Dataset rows
+++
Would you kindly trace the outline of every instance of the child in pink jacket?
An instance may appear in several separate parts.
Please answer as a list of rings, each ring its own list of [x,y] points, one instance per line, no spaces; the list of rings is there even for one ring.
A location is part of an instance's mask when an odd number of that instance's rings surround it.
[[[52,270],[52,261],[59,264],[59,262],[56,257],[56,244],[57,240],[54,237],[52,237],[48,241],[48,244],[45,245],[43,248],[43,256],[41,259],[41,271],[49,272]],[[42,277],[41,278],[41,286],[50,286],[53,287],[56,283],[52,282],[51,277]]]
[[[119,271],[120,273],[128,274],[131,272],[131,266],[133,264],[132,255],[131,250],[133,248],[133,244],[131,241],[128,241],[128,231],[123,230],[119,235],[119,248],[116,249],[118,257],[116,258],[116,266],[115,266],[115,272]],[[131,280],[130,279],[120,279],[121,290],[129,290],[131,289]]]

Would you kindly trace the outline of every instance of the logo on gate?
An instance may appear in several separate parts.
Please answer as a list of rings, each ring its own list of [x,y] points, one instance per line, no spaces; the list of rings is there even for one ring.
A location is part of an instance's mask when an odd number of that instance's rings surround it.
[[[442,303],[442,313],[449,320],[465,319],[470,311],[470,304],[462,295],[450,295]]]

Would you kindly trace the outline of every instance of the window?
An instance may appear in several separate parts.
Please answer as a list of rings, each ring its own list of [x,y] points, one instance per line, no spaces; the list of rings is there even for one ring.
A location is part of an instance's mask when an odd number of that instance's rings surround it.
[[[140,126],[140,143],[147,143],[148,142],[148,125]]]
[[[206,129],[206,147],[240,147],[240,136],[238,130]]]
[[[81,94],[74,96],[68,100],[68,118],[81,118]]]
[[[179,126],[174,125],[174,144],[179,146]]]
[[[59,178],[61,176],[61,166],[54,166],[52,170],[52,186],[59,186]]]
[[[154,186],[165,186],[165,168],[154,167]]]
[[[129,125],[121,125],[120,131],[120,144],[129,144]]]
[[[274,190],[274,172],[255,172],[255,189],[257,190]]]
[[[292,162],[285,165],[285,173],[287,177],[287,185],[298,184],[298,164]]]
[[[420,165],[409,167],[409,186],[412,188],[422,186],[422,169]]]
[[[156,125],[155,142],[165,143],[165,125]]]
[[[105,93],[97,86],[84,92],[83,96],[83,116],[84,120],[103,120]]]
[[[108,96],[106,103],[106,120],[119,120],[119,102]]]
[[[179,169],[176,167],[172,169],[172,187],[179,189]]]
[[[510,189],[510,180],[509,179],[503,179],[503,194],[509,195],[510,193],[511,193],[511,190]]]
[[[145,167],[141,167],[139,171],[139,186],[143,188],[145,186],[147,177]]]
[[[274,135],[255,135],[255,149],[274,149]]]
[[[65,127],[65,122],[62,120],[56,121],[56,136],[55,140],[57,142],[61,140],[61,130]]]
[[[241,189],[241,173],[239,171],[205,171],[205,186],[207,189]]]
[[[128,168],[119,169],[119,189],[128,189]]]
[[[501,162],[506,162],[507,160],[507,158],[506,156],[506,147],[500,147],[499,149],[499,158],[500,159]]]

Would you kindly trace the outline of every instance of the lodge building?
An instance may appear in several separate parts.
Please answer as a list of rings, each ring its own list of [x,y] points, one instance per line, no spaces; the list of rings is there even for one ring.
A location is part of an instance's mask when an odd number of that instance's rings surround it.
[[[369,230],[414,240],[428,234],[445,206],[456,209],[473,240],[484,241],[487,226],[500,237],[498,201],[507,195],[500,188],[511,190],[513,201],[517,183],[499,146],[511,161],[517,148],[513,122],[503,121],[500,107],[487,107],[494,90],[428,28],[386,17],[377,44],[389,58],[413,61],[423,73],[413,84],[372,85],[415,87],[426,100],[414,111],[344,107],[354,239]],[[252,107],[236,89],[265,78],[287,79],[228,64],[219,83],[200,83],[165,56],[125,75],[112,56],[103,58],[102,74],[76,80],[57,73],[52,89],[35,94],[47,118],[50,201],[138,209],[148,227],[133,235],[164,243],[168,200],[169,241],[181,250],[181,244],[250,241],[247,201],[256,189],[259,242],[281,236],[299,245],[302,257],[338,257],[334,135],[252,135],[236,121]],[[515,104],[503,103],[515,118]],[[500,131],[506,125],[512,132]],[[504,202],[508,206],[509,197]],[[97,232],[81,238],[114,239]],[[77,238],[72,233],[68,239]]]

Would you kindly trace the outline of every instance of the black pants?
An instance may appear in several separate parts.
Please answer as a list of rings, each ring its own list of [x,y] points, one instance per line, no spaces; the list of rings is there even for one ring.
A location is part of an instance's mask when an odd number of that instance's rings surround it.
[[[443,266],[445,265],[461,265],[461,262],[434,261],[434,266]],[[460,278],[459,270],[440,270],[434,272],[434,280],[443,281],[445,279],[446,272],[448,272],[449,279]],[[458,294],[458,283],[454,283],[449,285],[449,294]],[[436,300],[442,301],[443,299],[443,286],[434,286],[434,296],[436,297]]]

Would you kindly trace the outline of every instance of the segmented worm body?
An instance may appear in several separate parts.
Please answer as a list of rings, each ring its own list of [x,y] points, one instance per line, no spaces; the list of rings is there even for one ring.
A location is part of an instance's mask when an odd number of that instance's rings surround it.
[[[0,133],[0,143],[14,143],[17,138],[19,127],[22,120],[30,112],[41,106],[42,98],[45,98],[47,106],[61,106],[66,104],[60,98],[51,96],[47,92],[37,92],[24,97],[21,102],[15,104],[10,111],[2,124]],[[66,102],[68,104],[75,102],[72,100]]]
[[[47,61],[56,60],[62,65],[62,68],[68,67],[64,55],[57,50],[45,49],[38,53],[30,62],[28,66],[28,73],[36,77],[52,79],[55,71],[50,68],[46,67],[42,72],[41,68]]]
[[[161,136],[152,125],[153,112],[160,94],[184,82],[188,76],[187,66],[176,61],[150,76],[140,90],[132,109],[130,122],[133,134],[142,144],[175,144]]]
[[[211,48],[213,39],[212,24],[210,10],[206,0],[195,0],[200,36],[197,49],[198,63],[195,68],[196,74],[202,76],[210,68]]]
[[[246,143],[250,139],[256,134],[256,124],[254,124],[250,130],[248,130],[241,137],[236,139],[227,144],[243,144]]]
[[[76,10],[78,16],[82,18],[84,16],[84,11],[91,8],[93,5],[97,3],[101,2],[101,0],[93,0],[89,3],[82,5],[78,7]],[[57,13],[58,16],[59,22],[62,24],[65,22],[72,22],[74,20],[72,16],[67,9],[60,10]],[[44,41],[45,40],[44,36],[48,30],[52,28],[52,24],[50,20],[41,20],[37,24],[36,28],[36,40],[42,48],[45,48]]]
+++
◆ Exercise ◆
Reproduce all of the lines above exactly, from the first to the last.

◆ Result ◆
Would you kindly trace the outline of every instance of the child in pink jacket?
An instance may appear in several separate parts.
Please answer as a list of rings, each ring its own list of [x,y] points, one instance per line, no spaces; the list of rings is there even for one ring.
A location is part of an instance's mask when an odd number of that instance's rings surround it.
[[[52,270],[52,261],[59,264],[59,262],[56,257],[56,244],[57,240],[54,237],[52,237],[48,241],[48,244],[45,245],[43,248],[43,256],[41,259],[41,271],[49,272]],[[42,277],[41,278],[41,286],[50,286],[53,287],[56,283],[52,282],[51,277]]]
[[[119,271],[120,273],[128,274],[131,272],[131,266],[133,264],[132,255],[131,250],[133,248],[133,244],[131,241],[128,241],[128,231],[123,230],[119,235],[119,248],[116,249],[118,257],[116,258],[116,266],[115,266],[115,272]],[[131,280],[130,279],[120,279],[121,290],[129,290],[131,289]]]

Would you kindly trace the outline of every instance of the logo on gate?
An instance may appear in several separate parts.
Please answer as a list of rings, each ring its own list of [x,y] points, one instance per line, no spaces; the list of rings is there even for one ring.
A location is part of an instance's mask when an odd number of that instance's rings surround it.
[[[442,303],[442,313],[449,320],[465,319],[470,311],[470,304],[462,295],[450,295]]]

Would you kindly trace the outline of every instance of the window?
An instance may appear in several separate parts.
Please answer as a list of rings, each ring its own list of [x,y] points, one instance per line, no spaces; the list of rings is there even for one ring.
A location is part of an instance's mask when an odd number of that instance's rings surround it.
[[[140,126],[140,143],[147,143],[148,142],[148,125]]]
[[[206,129],[206,147],[240,147],[240,136],[238,130]]]
[[[81,94],[74,96],[68,100],[68,118],[81,118]]]
[[[179,126],[174,125],[174,144],[179,146]]]
[[[59,178],[61,176],[61,166],[54,166],[52,170],[52,186],[59,186]]]
[[[154,186],[165,186],[165,168],[154,167]]]
[[[129,125],[121,125],[120,131],[120,144],[129,144]]]
[[[274,190],[274,172],[255,172],[255,189],[257,190]]]
[[[292,162],[285,165],[285,173],[287,177],[287,185],[298,184],[298,164]]]
[[[420,165],[409,167],[409,186],[412,188],[422,186],[422,169]]]
[[[156,125],[155,142],[165,143],[165,125]]]
[[[105,93],[97,86],[84,92],[83,96],[83,116],[84,120],[103,120]]]
[[[108,96],[106,103],[106,120],[119,120],[119,102]]]
[[[179,169],[176,167],[172,169],[172,187],[179,189]]]
[[[510,189],[510,180],[509,179],[503,179],[503,194],[509,195],[510,193],[511,193],[511,190]]]
[[[145,167],[141,167],[139,171],[139,186],[143,188],[145,186],[147,177]]]
[[[274,135],[255,135],[255,149],[274,149]]]
[[[65,127],[65,122],[62,120],[56,121],[56,136],[55,140],[57,142],[61,140],[61,130]]]
[[[241,189],[241,173],[239,171],[205,171],[205,186],[207,189]]]
[[[128,168],[119,169],[119,189],[128,189]]]
[[[501,162],[506,162],[507,160],[507,158],[506,156],[506,147],[500,147],[499,149],[499,158],[500,159]]]

Would you kindly trace the outline of every instance of the lodge building?
An instance may appear in several separate parts.
Please answer as a list of rings, each ring its own list of [x,y] points, one instance per line, no spaces; the list of rings is there even for one ring.
A location is part of an instance's mask when an odd number of that instance's rings surround it.
[[[369,230],[414,240],[428,234],[445,206],[456,209],[473,240],[484,241],[487,226],[500,237],[498,201],[507,195],[500,188],[511,190],[513,201],[517,183],[499,146],[511,161],[517,148],[513,122],[503,121],[500,107],[487,107],[494,90],[428,28],[386,17],[377,44],[389,58],[413,61],[423,73],[413,84],[372,85],[415,87],[426,100],[414,111],[344,107],[354,239]],[[252,107],[236,89],[265,78],[287,79],[228,64],[219,83],[200,83],[165,56],[125,75],[112,56],[103,58],[102,74],[76,80],[57,73],[52,89],[35,94],[47,118],[50,201],[138,209],[148,227],[133,235],[164,243],[168,200],[169,241],[181,250],[181,244],[250,241],[247,201],[256,189],[259,242],[281,236],[299,245],[302,257],[338,257],[334,135],[252,135],[236,121]],[[515,104],[503,103],[515,118]],[[500,131],[506,125],[512,132]],[[504,202],[508,206],[509,197]],[[97,232],[81,238],[114,239]],[[77,238],[72,233],[68,239]]]

Would you kindly trace the outline of every instance of the black pants?
An instance may appear in several separate parts.
Please answer as a list of rings, each ring its own list of [x,y] points, one instance per line, no spaces; the list of rings is there even for one ring.
A location is part of an instance's mask when an odd number of that instance's rings surround it.
[[[443,266],[445,265],[461,265],[461,262],[434,261],[434,266]],[[460,278],[459,270],[440,270],[434,272],[434,280],[443,281],[445,279],[446,272],[448,272],[449,279]],[[458,294],[458,283],[454,283],[449,285],[449,294]],[[436,300],[442,301],[443,299],[443,286],[434,286],[434,296],[436,297]]]

Would you kindly trace the outline of every instance of the segmented worm body?
An instance may appear in several separate parts.
Please answer as a list of rings, each ring its own list of [x,y] points, one instance per line, no spaces; the list of rings is there even for one ring.
A location is part of an instance's mask when an odd number of that instance's rings surround it.
[[[0,133],[0,143],[14,143],[17,138],[19,127],[22,120],[30,112],[41,106],[42,98],[45,98],[47,106],[61,106],[66,104],[60,98],[51,96],[47,92],[37,92],[24,97],[21,102],[15,104],[10,111],[2,124]],[[66,102],[68,104],[75,102],[72,100]]]
[[[47,61],[56,60],[62,65],[62,68],[68,67],[64,55],[57,50],[45,49],[38,53],[30,62],[28,66],[28,73],[36,77],[52,79],[55,71],[50,68],[46,67],[42,72],[41,68]]]
[[[161,136],[152,125],[153,112],[160,94],[184,82],[188,76],[187,66],[176,61],[150,76],[140,90],[132,109],[130,122],[133,134],[142,144],[175,144]]]
[[[211,48],[213,39],[212,24],[210,10],[206,0],[195,0],[200,36],[197,49],[198,63],[195,68],[196,74],[202,76],[210,68]]]
[[[246,143],[250,139],[256,134],[256,124],[254,124],[250,130],[248,130],[241,137],[236,139],[227,144],[243,144]]]
[[[76,10],[78,16],[82,18],[84,16],[84,11],[91,8],[93,5],[97,3],[101,2],[101,0],[93,0],[89,3],[82,5],[78,7]],[[57,13],[58,16],[59,22],[62,24],[65,22],[72,22],[74,20],[72,16],[67,9],[60,10]],[[44,41],[45,40],[44,36],[48,30],[52,28],[52,24],[50,20],[41,20],[37,24],[36,28],[36,40],[42,48],[45,48]]]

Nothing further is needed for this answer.